**CONSIGNES ET EXIGENCES**:
Rédigez la suite du texte sur l'esprit du capitalisme, en partant de sa dernière phrase.

**DOCUMENT SOURCE**:
+++++

Pour le dire autrement, la tension passe entre la logique capitaliste, inféodée à une insatiabilité illimitée, à Un Désir sans fin, et l’esprit du capitalisme, structurellement éthique et critique. L’émergence spontanée du capitalisme implique l’instauration d’un nouveau rapport moral, selon une boucle rétroactive de type systémique. L’interprétation de la vocation en termes de métier (Beruf) représente ainsi un outil normatif qui va accompagner le processus d’accumulation infinie du capital tout en lui opposant un regard critique et des limitations morales. Mais, entre ces deux extrêmes, encore faudra-t-il que nous trouvions des gués où poser nos pieds, des îlots de confort et de confiance où ressources nos puissances de création et d’aventure, nos capacités de risque et d’aventure, de poésie et d’invention, d’amour et de don.
C’est qu’en effet la rationalisation repérée si brillamment par Weber ne va pas porter des fruits aussi rationnels qu’on aurait pu le croire. Ce n’est pas par hasard qu’Albert Hirschmann remplacera l’idée de rationalisation par la dialectique des intérêts et des passions, attestant ainsi du double échec de la motivation religieuse et de l’exercice rationnel dans la domestication du désir d’insatiabilité infinie. Weber avait d’abord en vue la motivation des individus et le type de caractère moral de l’entrepreneur capitaliste post-protestant, Hirschmann est davantage sensible aux justifications en termes de cité et de bien commun. Selon Boltanski et Chiapello, l’enjeu contemporain est de mettre en relation les justifications individuelles et les justifications générales du capitalisme. Il s’agit donc aussi d’élaborer un nouvel esprit du capitalisme susceptible de déboucher sur une théorie éthique plus englobant de la justice. C’est à cela aussi que devraient s’attaquer, à mon sens, une nouvelle théologie et une nouvelle éthique de notre lien à l’Argent et donc aussi de notre usage du monde.
Boltanski et Chiapello distinguent deux types de critiques, la critique artiste et la critique sociale. Le premier concept ne surprend davantage que le second. Il fait largement référence au mouvement de mai 68, centré sur la libération, et qu’il devenu à la mode de rejeter aujourd’hui. La critique artiste vise en fait à remonter, en amont de la critique sociale, à une condition humaine libérée des contraintes capitalistes de la discipline. La relance d’une telle critique artiste repose sur trois concepts clefs : l’anomie (résultat de l’inquiétude), la libération et l’authenticité.

+++++

**JEU DE DONNÉES**:
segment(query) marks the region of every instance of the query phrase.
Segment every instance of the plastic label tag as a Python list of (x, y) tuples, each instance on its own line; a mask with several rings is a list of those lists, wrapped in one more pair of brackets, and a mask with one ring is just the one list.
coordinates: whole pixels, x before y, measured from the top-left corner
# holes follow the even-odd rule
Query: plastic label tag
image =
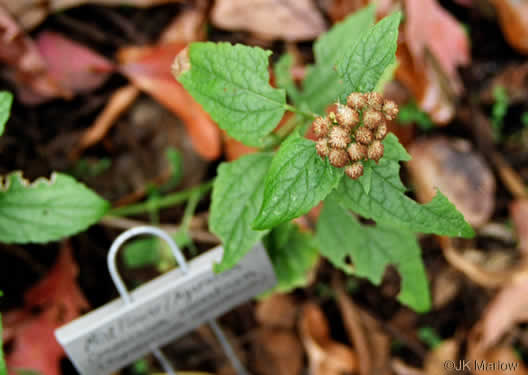
[(215, 274), (216, 247), (179, 269), (57, 329), (55, 336), (84, 375), (110, 374), (275, 286), (273, 266), (257, 244), (232, 269)]

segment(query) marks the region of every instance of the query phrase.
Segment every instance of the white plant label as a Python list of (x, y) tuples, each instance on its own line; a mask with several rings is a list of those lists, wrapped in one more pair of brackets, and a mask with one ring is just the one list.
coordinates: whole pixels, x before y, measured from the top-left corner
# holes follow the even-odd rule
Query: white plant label
[(106, 375), (162, 347), (277, 280), (262, 244), (229, 271), (215, 274), (217, 247), (189, 262), (189, 272), (168, 272), (135, 289), (131, 304), (114, 300), (55, 331), (79, 373)]

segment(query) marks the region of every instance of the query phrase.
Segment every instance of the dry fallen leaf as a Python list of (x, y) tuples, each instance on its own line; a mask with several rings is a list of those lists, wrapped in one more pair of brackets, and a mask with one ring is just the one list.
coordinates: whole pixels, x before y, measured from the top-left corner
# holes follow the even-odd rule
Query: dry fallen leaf
[(430, 351), (424, 359), (425, 375), (446, 375), (444, 363), (455, 361), (458, 357), (459, 344), (455, 339), (442, 341), (437, 347)]
[(305, 305), (299, 331), (312, 375), (341, 375), (357, 371), (356, 353), (330, 337), (328, 321), (317, 305)]
[(312, 0), (217, 0), (211, 19), (220, 28), (263, 39), (311, 40), (326, 30)]
[(429, 51), (453, 84), (461, 90), (457, 67), (470, 62), (467, 34), (436, 0), (405, 0), (405, 41), (417, 64)]
[(171, 75), (171, 64), (185, 44), (129, 47), (119, 51), (120, 71), (137, 87), (179, 116), (196, 151), (213, 160), (220, 156), (220, 130), (209, 115)]
[(457, 67), (470, 62), (468, 37), (436, 0), (405, 0), (405, 15), (396, 77), (435, 123), (446, 124), (463, 89)]
[(298, 375), (303, 369), (303, 350), (295, 331), (261, 328), (255, 338), (255, 367), (262, 375)]
[(259, 301), (255, 317), (266, 327), (292, 329), (295, 327), (298, 310), (297, 302), (292, 296), (275, 293)]
[(473, 327), (469, 343), (472, 353), (484, 353), (498, 343), (515, 324), (528, 321), (528, 272), (519, 272), (504, 287)]
[(495, 177), (485, 160), (462, 139), (415, 142), (407, 163), (418, 199), (429, 202), (439, 189), (473, 226), (488, 222), (495, 207)]
[(519, 238), (519, 248), (528, 257), (528, 200), (516, 200), (510, 205), (511, 218)]
[(528, 3), (518, 0), (491, 0), (497, 8), (506, 39), (519, 52), (528, 53)]
[(55, 97), (71, 97), (49, 74), (46, 62), (35, 43), (18, 27), (9, 12), (0, 5), (0, 62), (6, 76), (19, 88), (18, 99), (39, 103)]
[(436, 124), (446, 124), (455, 115), (452, 95), (442, 84), (441, 74), (435, 69), (432, 57), (425, 56), (425, 65), (417, 64), (405, 44), (398, 46), (396, 53), (398, 69), (396, 78), (402, 82), (416, 98), (420, 108), (429, 113)]
[[(4, 314), (4, 341), (12, 345), (6, 356), (10, 374), (16, 368), (45, 375), (61, 374), (64, 351), (54, 330), (88, 308), (75, 280), (77, 273), (71, 249), (65, 244), (48, 275), (26, 292), (24, 308)], [(34, 313), (36, 310), (39, 312)]]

+++++

**CORRIGÉ DE L'EXERCICE**:
-L’anomie va de pair avec l’affaiblissement des normes et donc, en fin de compte, de la Loi morale elle-même. L’envers en est la montée de l’inquiétude individuelle : désormais, le sujet se voit chargé de l’intégralité du poids de son autoréalisation et de sa réussite. Dès lors, l’anomie relance la question de la libération et de l’authenticité qu’elle était censée favoriser. Je souligne l’actualité théologique et spirituelle de ce premier point : l’individualisme protestant, bien compris, n’est pas anomie et antinomisme, mais liberté structurée, orientée sur une loi de vie et de partage, et non sur une Loi de menace ou d’effroi.
-La libération a changé de sens : liée à l’origine à l’esprit du capitalisme et à son dynamisme subvertissant les attachements traditionnels, elle intègre désormais la critique du capitalisme lui-même. On a ainsi affaire à des « boucles de récupération », la dynamique capitaliste de la libération créant à la fois des formes d’oppression et la conscience de leur nécessaire critique. La libération s’avère ainsi ambivalente, hésitant entre la délivrance de l’oppression et l’émancipation par rapport à toute forme de déterminisme. La critique artiste, à la différence de la critique sociale, transcende la logique interne du capitalisme, en faisant appel à l’affranchissement de toute nécessité et donc, pourrions-nous ajouter, à une forme d’utopie. C’est l’occasion de mettre en évidence une deuxième caractéristique de la contribution protestante : l’engagement social et politique demeure superficiel, s’il ne s’appuie pas sur un appel spirituel à la gratuité, sur une essentielle conscience de la pauvreté .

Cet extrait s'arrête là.